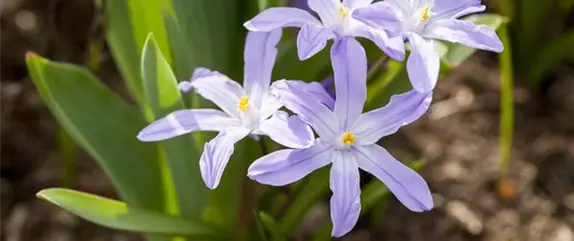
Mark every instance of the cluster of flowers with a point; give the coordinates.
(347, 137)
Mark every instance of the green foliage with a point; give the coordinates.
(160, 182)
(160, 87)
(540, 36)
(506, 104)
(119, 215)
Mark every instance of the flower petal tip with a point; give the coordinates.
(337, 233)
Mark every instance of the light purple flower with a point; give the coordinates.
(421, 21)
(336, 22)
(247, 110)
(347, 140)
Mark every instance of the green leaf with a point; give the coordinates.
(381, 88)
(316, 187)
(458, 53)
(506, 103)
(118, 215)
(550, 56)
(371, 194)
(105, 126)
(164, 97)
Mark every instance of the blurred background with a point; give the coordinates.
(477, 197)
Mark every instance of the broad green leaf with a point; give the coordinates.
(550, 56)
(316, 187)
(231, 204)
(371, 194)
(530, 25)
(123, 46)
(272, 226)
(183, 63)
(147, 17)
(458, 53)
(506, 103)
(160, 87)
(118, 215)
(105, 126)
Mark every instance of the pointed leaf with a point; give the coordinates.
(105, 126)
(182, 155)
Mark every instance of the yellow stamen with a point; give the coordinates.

==

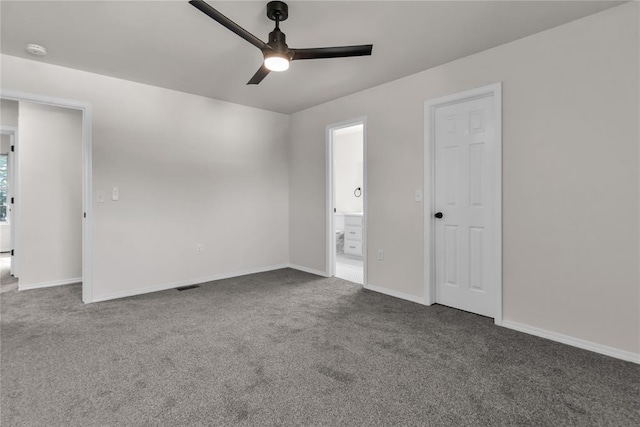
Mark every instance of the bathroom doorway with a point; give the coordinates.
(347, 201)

Written task:
Count the lines in the data above that contain the word "give", and reply with the number alone.

Solution to this problem:
10